## SHORT PROBLEM A:
Revise the part of the records that opens with the line containing "of the manhole" and runs through the end of the records, replacing "Quickstart" with "Usage" and leaving everything else unchanged. Return only that part.

License to Kill is a fine example of a generic paperback: generic cover, generic title, generic blurb, generic contents. The publisher, Pyramid, didn't even bother to mention on the cover (or anywhere else) that it was the second book about Kelly Carvel, so when I pulled it off the shelf more or less at random, I didn't know that, either.
Carvel is a generic character, a former cop who's resigned because a killer he captured has been let off on a technicality. Now Carvel works for 10 men whose names he doesn't know. They pay him to be a sort of freelance spy or lawman or whatever they need him to be, and he works hand-in-glove with the government, or so it seems.

Pointing dataset excerpts

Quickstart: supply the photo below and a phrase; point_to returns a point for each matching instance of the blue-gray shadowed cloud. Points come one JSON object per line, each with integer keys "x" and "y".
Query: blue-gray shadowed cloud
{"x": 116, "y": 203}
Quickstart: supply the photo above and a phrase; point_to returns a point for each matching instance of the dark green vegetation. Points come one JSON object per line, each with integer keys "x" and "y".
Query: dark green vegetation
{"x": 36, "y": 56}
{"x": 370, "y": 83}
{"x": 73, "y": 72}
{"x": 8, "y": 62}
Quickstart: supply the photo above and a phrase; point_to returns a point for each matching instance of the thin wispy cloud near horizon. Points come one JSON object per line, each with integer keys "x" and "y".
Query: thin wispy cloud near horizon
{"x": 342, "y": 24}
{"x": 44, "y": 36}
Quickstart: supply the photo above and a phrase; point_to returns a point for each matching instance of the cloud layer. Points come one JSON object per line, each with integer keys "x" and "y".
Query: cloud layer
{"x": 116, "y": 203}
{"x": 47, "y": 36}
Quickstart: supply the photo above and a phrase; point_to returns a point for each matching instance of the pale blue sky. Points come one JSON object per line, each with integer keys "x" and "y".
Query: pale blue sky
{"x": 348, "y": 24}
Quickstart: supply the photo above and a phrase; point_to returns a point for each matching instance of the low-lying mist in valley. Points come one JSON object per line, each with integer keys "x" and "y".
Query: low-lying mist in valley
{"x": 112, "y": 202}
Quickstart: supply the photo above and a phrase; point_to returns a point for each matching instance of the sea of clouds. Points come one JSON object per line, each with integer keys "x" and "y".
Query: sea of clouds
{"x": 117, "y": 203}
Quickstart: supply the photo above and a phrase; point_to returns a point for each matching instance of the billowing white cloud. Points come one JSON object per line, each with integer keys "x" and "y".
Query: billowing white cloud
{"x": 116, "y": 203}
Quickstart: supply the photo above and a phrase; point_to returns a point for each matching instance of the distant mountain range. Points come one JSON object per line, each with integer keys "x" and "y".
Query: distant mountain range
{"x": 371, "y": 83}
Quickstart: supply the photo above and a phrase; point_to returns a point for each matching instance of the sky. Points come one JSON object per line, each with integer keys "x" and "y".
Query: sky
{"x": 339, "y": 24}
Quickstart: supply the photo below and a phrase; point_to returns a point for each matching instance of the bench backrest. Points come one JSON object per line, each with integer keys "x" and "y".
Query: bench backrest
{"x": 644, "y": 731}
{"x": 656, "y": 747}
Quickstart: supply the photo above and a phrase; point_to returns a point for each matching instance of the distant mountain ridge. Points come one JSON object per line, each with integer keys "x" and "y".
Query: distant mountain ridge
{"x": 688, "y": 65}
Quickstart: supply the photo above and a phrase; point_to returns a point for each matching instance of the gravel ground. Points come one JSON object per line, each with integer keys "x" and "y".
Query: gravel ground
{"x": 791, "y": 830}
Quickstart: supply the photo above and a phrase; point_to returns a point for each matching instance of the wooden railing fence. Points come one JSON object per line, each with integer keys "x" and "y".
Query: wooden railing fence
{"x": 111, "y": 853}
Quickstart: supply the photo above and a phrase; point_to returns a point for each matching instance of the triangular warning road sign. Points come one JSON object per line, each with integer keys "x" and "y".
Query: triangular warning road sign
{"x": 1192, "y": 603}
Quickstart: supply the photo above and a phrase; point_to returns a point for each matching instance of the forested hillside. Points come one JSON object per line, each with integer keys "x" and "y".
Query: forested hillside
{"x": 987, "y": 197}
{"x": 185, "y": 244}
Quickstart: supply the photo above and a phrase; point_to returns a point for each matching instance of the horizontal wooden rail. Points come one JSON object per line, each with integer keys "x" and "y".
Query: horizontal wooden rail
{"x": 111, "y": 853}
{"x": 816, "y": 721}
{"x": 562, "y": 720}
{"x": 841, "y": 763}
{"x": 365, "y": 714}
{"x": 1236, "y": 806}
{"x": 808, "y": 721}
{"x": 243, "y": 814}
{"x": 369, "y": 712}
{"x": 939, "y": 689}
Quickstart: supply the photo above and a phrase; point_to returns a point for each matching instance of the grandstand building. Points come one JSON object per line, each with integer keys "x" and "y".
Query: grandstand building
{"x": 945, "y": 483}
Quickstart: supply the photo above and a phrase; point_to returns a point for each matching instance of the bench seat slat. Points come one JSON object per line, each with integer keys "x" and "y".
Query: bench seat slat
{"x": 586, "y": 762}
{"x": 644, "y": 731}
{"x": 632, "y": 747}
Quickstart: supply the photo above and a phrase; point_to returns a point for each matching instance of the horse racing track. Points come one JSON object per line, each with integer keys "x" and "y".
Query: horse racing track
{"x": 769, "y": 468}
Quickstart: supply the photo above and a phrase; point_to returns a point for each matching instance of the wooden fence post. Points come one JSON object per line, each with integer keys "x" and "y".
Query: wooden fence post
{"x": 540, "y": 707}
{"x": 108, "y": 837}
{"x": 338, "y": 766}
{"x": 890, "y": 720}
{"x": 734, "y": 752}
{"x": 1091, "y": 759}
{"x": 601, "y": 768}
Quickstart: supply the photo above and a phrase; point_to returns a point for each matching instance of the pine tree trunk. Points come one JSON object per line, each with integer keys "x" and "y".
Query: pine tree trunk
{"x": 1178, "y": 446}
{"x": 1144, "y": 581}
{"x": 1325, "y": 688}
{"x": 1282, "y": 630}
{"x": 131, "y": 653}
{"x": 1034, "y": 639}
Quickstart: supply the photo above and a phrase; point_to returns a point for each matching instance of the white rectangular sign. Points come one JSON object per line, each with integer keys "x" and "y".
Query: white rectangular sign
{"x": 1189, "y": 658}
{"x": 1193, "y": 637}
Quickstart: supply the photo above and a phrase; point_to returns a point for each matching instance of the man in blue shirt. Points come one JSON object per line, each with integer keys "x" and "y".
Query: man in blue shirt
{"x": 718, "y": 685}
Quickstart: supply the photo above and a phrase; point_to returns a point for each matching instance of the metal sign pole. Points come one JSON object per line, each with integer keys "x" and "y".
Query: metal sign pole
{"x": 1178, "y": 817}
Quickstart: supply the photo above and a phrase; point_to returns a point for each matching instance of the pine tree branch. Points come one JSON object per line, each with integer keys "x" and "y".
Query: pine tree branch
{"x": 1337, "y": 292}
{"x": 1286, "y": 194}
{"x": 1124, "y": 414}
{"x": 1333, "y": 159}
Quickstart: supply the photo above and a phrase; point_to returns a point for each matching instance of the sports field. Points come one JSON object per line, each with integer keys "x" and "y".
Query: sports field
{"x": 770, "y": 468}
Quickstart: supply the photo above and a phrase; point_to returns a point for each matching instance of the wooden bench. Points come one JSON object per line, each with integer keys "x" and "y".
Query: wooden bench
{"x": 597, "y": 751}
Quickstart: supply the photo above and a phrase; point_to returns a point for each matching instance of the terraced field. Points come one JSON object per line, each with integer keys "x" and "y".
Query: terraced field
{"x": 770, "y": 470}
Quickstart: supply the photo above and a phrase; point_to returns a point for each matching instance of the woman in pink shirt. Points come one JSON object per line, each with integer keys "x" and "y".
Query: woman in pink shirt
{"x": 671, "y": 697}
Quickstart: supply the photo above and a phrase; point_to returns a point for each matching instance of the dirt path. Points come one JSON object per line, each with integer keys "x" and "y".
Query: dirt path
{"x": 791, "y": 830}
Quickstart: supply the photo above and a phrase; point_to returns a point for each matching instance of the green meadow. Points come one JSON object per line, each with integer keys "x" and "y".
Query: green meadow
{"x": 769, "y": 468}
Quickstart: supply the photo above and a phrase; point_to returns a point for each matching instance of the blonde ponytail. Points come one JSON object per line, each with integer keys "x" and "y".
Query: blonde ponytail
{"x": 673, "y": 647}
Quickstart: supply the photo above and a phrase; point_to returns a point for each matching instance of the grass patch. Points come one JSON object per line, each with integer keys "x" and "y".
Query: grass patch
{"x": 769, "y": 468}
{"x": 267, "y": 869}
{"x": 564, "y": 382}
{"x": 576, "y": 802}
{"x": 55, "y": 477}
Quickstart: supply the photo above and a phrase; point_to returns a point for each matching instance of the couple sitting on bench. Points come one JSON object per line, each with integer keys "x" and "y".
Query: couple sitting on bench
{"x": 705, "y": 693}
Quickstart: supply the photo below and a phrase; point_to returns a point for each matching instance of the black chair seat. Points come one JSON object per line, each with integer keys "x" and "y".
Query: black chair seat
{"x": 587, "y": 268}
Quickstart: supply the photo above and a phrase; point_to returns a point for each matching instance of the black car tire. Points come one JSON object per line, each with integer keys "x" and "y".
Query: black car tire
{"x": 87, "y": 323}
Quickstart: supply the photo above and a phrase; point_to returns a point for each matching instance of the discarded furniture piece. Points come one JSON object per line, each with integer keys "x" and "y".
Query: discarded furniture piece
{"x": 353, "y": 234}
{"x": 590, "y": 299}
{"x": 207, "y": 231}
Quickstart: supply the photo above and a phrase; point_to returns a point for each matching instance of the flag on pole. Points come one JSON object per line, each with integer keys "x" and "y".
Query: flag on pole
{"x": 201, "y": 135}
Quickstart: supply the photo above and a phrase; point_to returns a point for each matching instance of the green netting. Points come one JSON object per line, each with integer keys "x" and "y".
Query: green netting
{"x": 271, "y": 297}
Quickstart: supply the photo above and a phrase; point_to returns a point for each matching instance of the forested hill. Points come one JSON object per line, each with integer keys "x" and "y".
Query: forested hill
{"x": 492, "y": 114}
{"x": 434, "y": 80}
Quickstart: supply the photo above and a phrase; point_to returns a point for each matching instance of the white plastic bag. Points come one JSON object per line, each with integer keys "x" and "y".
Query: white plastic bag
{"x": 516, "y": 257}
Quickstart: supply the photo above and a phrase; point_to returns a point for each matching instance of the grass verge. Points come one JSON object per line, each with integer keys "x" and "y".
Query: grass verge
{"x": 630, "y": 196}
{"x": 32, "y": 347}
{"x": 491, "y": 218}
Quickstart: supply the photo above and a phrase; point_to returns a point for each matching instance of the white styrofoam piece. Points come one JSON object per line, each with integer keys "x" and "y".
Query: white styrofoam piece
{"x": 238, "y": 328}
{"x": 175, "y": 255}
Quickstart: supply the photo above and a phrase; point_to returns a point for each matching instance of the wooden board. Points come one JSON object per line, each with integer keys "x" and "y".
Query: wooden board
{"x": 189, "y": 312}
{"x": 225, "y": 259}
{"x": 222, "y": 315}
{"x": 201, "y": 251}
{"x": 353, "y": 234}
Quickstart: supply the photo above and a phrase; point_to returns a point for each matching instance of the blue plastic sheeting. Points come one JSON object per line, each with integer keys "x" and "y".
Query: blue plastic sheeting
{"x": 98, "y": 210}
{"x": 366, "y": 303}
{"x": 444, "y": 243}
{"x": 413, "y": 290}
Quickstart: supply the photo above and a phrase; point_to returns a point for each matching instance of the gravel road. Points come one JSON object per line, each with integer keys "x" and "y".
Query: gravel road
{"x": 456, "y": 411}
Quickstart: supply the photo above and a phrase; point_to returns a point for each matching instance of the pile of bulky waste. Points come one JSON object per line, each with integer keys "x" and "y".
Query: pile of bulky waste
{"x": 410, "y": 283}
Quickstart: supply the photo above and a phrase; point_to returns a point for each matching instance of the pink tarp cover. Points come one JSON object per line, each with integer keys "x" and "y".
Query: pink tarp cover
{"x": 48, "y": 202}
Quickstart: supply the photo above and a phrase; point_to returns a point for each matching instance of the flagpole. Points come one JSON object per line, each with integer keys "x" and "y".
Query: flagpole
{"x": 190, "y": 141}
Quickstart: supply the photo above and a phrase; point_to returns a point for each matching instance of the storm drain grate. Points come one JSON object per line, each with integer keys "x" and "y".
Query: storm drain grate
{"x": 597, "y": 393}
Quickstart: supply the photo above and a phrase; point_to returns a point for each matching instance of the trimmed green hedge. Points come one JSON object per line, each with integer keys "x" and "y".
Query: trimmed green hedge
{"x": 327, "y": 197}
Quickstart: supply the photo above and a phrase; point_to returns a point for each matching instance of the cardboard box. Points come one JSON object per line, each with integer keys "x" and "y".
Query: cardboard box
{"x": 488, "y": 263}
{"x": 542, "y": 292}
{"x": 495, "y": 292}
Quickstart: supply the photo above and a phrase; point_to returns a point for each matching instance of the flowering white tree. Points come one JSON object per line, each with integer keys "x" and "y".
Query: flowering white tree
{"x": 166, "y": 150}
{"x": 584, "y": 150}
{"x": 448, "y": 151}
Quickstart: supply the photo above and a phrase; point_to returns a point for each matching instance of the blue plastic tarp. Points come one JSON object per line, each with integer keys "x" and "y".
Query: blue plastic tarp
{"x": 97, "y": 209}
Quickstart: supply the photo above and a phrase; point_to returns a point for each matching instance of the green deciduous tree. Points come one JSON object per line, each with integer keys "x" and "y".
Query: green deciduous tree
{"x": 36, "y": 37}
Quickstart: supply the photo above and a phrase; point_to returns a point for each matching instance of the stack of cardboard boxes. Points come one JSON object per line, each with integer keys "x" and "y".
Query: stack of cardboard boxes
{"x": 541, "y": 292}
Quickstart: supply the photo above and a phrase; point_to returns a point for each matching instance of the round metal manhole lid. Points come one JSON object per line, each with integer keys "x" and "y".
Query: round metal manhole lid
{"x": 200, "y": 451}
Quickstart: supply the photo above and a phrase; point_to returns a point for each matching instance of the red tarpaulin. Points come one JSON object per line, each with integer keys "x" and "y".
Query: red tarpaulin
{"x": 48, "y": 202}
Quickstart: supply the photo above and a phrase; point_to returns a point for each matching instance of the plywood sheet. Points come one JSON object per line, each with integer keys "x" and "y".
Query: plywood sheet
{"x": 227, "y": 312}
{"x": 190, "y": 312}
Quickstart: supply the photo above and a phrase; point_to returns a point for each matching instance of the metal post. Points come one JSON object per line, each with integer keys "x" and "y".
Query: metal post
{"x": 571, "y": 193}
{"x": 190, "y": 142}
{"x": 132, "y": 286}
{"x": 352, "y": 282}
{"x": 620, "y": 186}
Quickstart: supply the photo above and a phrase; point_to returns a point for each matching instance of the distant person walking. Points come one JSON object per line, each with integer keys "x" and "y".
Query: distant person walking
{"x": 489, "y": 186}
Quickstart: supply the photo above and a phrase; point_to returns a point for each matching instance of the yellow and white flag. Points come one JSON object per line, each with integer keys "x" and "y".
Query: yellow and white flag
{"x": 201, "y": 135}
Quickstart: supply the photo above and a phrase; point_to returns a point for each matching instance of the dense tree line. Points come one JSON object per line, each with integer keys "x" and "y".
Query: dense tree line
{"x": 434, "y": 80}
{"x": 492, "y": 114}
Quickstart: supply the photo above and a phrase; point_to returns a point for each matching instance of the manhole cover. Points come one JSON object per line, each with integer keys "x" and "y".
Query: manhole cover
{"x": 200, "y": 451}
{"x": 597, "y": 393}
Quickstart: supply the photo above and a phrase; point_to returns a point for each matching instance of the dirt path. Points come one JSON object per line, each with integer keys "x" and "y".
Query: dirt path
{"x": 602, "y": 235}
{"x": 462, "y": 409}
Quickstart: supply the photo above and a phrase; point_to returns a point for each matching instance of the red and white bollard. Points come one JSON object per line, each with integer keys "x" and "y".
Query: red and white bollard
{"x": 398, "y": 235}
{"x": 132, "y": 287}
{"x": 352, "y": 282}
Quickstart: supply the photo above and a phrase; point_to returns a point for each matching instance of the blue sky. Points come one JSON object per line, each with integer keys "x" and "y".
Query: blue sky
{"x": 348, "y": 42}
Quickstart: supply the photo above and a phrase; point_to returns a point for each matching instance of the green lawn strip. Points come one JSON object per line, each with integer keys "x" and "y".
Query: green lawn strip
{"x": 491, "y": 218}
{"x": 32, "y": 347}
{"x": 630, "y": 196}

## SHORT PROBLEM B:
Write out the part of the paperback review that opens with the words "License to Kill" and closes with "so it seems.", word for word.

## REPLY A:
Usage: supply the photo above and a phrase; point_to returns a point for each matching instance of the manhole cover. Points come one JSON object per line, each with integer keys "x" and "y".
Query: manhole cover
{"x": 200, "y": 451}
{"x": 597, "y": 393}
Usage: supply the photo above and a phrase; point_to returns a point for each matching instance of the dirt path. Points come one JSON object per line, each with integer keys "x" and "y".
Query: dirt path
{"x": 602, "y": 235}
{"x": 462, "y": 409}
Usage: supply the photo above and a phrase; point_to returns a point for each matching instance of the red and white bollard. Points come one JSON object per line, each with integer keys "x" and "y".
Query: red and white bollard
{"x": 398, "y": 235}
{"x": 132, "y": 287}
{"x": 352, "y": 282}
Usage: supply the photo above and a phrase; point_to returns a point for each matching instance of the blue sky. Points come one JSON object per line, each with integer keys "x" and "y".
Query: blue sky
{"x": 348, "y": 42}
Usage: supply the photo above and a phrase; point_to returns a point for each matching instance of the green lawn strip. Points come one JSON object per line, each with integer keys "x" and "y".
Query: green lawn strip
{"x": 491, "y": 218}
{"x": 32, "y": 347}
{"x": 630, "y": 196}

## REPLY B:
License to Kill is a fine example of a generic paperback: generic cover, generic title, generic blurb, generic contents. The publisher, Pyramid, didn't even bother to mention on the cover (or anywhere else) that it was the second book about Kelly Carvel, so when I pulled it off the shelf more or less at random, I didn't know that, either.
Carvel is a generic character, a former cop who's resigned because a killer he captured has been let off on a technicality. Now Carvel works for 10 men whose names he doesn't know. They pay him to be a sort of freelance spy or lawman or whatever they need him to be, and he works hand-in-glove with the government, or so it seems.